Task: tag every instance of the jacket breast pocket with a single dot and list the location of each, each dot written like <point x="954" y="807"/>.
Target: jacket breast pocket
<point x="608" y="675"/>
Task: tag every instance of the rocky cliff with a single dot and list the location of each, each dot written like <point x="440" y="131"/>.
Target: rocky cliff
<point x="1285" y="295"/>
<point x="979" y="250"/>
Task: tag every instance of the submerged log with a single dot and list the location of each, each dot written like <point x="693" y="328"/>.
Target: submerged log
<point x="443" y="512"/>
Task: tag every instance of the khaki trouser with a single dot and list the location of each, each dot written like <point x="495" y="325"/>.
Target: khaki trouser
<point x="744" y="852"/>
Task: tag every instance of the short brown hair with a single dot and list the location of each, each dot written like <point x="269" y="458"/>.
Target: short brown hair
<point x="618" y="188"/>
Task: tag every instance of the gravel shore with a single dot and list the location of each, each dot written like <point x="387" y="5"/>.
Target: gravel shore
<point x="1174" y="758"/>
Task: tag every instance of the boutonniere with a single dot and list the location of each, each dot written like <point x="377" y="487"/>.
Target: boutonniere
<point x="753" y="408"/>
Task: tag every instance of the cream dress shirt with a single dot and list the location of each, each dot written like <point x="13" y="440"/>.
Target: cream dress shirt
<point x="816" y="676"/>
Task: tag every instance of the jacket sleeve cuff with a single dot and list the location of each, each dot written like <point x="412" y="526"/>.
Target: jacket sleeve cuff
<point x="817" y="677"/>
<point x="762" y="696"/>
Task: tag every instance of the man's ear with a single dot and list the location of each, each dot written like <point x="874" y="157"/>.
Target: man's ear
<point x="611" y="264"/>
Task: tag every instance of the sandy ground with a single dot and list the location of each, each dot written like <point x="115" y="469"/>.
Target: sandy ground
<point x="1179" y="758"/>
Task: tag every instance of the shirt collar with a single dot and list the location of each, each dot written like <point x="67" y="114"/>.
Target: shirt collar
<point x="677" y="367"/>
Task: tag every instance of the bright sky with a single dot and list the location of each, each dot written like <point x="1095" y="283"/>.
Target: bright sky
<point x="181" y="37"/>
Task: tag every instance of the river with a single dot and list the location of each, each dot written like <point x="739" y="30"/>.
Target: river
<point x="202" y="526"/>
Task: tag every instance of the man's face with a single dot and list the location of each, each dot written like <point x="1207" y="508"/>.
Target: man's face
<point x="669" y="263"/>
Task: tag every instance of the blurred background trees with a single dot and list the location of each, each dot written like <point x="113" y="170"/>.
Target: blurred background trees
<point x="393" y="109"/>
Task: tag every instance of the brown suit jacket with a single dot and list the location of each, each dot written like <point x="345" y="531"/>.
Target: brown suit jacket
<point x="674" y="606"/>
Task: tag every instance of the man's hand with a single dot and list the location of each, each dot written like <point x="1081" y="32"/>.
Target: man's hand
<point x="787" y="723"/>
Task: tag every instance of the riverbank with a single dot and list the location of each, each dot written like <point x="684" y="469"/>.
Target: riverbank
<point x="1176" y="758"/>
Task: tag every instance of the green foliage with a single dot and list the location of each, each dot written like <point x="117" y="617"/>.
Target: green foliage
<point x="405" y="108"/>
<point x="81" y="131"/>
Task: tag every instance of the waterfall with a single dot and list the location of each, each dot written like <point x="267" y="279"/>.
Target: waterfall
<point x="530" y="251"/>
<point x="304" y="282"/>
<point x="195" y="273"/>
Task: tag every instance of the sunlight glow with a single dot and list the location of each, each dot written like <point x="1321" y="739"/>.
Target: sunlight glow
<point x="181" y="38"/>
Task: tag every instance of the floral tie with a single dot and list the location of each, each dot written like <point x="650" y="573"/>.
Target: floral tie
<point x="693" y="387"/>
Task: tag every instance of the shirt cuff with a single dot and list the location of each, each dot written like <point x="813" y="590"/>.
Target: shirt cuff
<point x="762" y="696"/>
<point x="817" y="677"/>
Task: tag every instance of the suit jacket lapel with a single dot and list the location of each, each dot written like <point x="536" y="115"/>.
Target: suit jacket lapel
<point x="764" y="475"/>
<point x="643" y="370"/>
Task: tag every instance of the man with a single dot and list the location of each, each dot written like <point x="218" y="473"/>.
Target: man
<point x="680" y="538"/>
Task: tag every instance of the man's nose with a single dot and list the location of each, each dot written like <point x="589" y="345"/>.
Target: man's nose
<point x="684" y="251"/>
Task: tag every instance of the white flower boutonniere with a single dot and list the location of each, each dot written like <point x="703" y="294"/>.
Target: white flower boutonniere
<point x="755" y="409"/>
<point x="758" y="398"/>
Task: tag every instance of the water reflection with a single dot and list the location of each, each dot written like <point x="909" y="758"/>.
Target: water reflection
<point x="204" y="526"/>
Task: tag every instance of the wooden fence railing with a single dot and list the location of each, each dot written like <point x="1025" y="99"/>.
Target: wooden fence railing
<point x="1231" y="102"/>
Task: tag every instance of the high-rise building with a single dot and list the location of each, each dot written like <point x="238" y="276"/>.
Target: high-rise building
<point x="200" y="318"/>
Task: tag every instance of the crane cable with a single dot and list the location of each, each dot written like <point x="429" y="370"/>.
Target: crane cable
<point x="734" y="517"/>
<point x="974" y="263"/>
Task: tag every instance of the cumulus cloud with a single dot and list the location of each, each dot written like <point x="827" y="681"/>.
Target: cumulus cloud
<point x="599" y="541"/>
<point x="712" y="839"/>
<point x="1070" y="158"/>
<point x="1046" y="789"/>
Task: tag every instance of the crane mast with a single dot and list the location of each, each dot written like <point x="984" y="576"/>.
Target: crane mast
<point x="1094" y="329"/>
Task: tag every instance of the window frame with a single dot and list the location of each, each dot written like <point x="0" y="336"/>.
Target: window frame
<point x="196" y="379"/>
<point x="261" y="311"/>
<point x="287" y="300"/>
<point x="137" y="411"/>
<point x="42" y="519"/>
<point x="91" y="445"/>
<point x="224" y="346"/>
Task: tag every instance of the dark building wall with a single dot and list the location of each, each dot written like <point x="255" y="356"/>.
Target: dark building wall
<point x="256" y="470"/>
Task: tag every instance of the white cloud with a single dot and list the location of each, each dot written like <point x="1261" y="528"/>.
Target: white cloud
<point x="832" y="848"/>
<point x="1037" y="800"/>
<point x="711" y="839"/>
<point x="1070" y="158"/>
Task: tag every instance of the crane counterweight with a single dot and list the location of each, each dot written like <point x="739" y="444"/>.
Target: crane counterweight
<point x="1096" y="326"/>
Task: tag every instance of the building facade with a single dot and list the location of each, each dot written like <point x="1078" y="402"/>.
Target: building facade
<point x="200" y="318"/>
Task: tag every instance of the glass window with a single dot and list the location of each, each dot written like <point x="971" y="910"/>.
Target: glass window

**EXERCISE OBJECTIVE:**
The full set of entries, copied exactly, is the expected answer.

**ANSWER TO THIS PROBLEM:**
Task: tag every instance of the jacket breast pocket with a single dot and list the location of each, each dot written like <point x="954" y="807"/>.
Target: jacket breast pocket
<point x="608" y="675"/>
Task: tag every instance of the rocky cliff with a single dot and list the location of each, each dot written like <point x="440" y="131"/>.
Target: rocky cliff
<point x="1285" y="295"/>
<point x="979" y="250"/>
Task: tag every instance of the submerged log with a single dot and list the location of each, each dot written like <point x="693" y="328"/>.
Target: submerged log
<point x="443" y="512"/>
Task: tag every instance of the khaki trouser with a single dot and list the location of each, each dot written like <point x="495" y="325"/>.
Target: khaki trouser
<point x="744" y="852"/>
Task: tag every instance of the short brown hair with a single dot and list the location of each, each dot written like <point x="269" y="458"/>.
Target: short brown hair
<point x="618" y="188"/>
Task: tag every instance of the gravel shore with a single dot and list the location of each, each dot written like <point x="387" y="5"/>.
Target: gravel shore
<point x="1174" y="758"/>
Task: tag every instance of the boutonniere with a single dot and list the location of each, each dot written like <point x="377" y="487"/>.
Target: boutonniere
<point x="753" y="408"/>
Task: tag every instance of the cream dress shirt with a single dot and list the location of each, each dot written like <point x="13" y="440"/>.
Target: cream dress shirt
<point x="816" y="676"/>
Task: tag every instance of the jacket sleeve cuff with a single dot and list the location of each, each dot written like <point x="412" y="526"/>.
Target: jacket sleeve cuff
<point x="817" y="677"/>
<point x="762" y="696"/>
Task: tag every instance of the man's ear with a single dot and list the location of each, each dot written like <point x="874" y="157"/>.
Target: man's ear
<point x="611" y="264"/>
Task: tag every instance of the sandy ground with a single dot and list the location of each, each dot written like <point x="115" y="469"/>.
Target: sandy ground
<point x="1179" y="758"/>
Task: tag every instance of the shirt collar with a single dot and list the location of each, each dot written like <point x="67" y="114"/>.
Target: shirt collar
<point x="677" y="367"/>
Task: tag every instance of the bright sky with a single dot and list the location of each, each dot written like <point x="1095" y="283"/>.
Target: bright sky
<point x="181" y="37"/>
Task: tag every instance of the river with a single dot and list the location of each, each dot written like <point x="739" y="30"/>.
Target: river
<point x="202" y="526"/>
Task: tag every instance of the man's face with a single dot and list the location of each, each dot written like <point x="1207" y="508"/>.
Target: man's face
<point x="669" y="263"/>
Task: tag every instance of the blurred background trees with a single dot and list the location of each, each dot written like <point x="113" y="170"/>.
Target: blurred background trees
<point x="393" y="109"/>
Task: tag every instance of the brown suit jacket with a single dot and list the location of each, each dot written like <point x="345" y="531"/>.
Target: brown suit jacket
<point x="674" y="606"/>
Task: tag every instance of the man's hand with a single dot and list the location of each, each dot written like <point x="1081" y="32"/>.
Target: man's hand
<point x="787" y="723"/>
Task: tag every instance of the riverbank with a single dot and list the location of each, each dot written like <point x="684" y="469"/>.
Target: riverbank
<point x="1176" y="758"/>
Task: tag every instance of the green foliage with a single dot and list the location of each, each dot written like <point x="117" y="617"/>.
Target: green foliage
<point x="405" y="108"/>
<point x="81" y="131"/>
Task: tag every instance of the waterfall with a single dot and list the location of each, each dot written like <point x="267" y="279"/>.
Target: waterfall
<point x="530" y="251"/>
<point x="304" y="282"/>
<point x="195" y="273"/>
Task: tag every instance of the sunlight glow with a single dot and list the location of each, each dot written like <point x="1321" y="739"/>.
Target: sunlight glow
<point x="181" y="38"/>
Task: tag every instance of the floral tie with a single dot and list the location of each, each dot written like <point x="650" y="573"/>.
Target: floral tie
<point x="693" y="387"/>
Task: tag every instance of the shirt cuff with a single dot and list the location of each, each dot written like <point x="813" y="590"/>.
Target: shirt cuff
<point x="762" y="696"/>
<point x="817" y="677"/>
Task: tag every instance of the suit jacket lapel with a single dot and list the location of each, each dot written like <point x="536" y="115"/>.
Target: suit jacket lapel
<point x="764" y="475"/>
<point x="643" y="370"/>
Task: tag every instance of the man with a single dot and list the location of each, each dot written like <point x="218" y="473"/>.
Target: man
<point x="680" y="538"/>
Task: tag every instance of the man's nose with a single dot and list the location of each, each dot written like <point x="589" y="345"/>.
Target: man's nose
<point x="684" y="251"/>
Task: tag every instance of the white flower boutonniere with a single dot and list the location of each, each dot written like <point x="703" y="294"/>.
Target: white flower boutonniere
<point x="755" y="409"/>
<point x="758" y="398"/>
Task: tag every instance of the water reflection with a single dot and list the location of each, each dot written like <point x="909" y="758"/>.
Target: water reflection
<point x="204" y="526"/>
Task: tag every instance of the wooden fence railing with a single dot and list the location of each, each dot written like <point x="1025" y="99"/>.
Target: wooden fence railing
<point x="1231" y="102"/>
Task: tag every instance of the high-rise building with a single dot and list the location of each, each dot written like <point x="238" y="276"/>.
Target: high-rise building
<point x="200" y="318"/>
Task: tag every instance of the crane cable with a single dot and list the location of each, each dot written like <point x="429" y="370"/>.
Target: crane cable
<point x="734" y="517"/>
<point x="974" y="263"/>
Task: tag every instance of the cumulus cloud with a single dot and list the location of each, each dot written like <point x="827" y="681"/>.
Target: cumulus cloud
<point x="599" y="541"/>
<point x="712" y="839"/>
<point x="1070" y="158"/>
<point x="1046" y="789"/>
Task: tag every instance of the crane mast with a single dot and list the location of each, each dot written like <point x="984" y="576"/>.
Target: crane mast
<point x="1094" y="329"/>
Task: tag every instance of the window frame with a single dot and list the location of each, each dot written like <point x="0" y="336"/>.
Target: window frame
<point x="196" y="379"/>
<point x="261" y="311"/>
<point x="287" y="300"/>
<point x="137" y="411"/>
<point x="42" y="519"/>
<point x="91" y="445"/>
<point x="224" y="346"/>
Task: tag every instance of the dark building wall with a single dot and list the location of each, each dot written like <point x="255" y="356"/>.
Target: dark building wall
<point x="256" y="470"/>
Task: tag every instance of the white cloud with a single dot and list the location of each, each dot written like <point x="1261" y="528"/>.
Target: white cloud
<point x="832" y="848"/>
<point x="1037" y="800"/>
<point x="711" y="839"/>
<point x="1070" y="158"/>
Task: tag every instance of the crane counterweight with a single dot and list the location of each, each dot written like <point x="739" y="444"/>.
Target: crane counterweight
<point x="1096" y="326"/>
Task: tag every instance of the building facade with a single dot and list the location of each, each dot written like <point x="1078" y="402"/>.
Target: building facade
<point x="200" y="318"/>
Task: tag every instance of the glass window with a single dot and list the location of each, each dot written like <point x="971" y="910"/>.
Target: glass window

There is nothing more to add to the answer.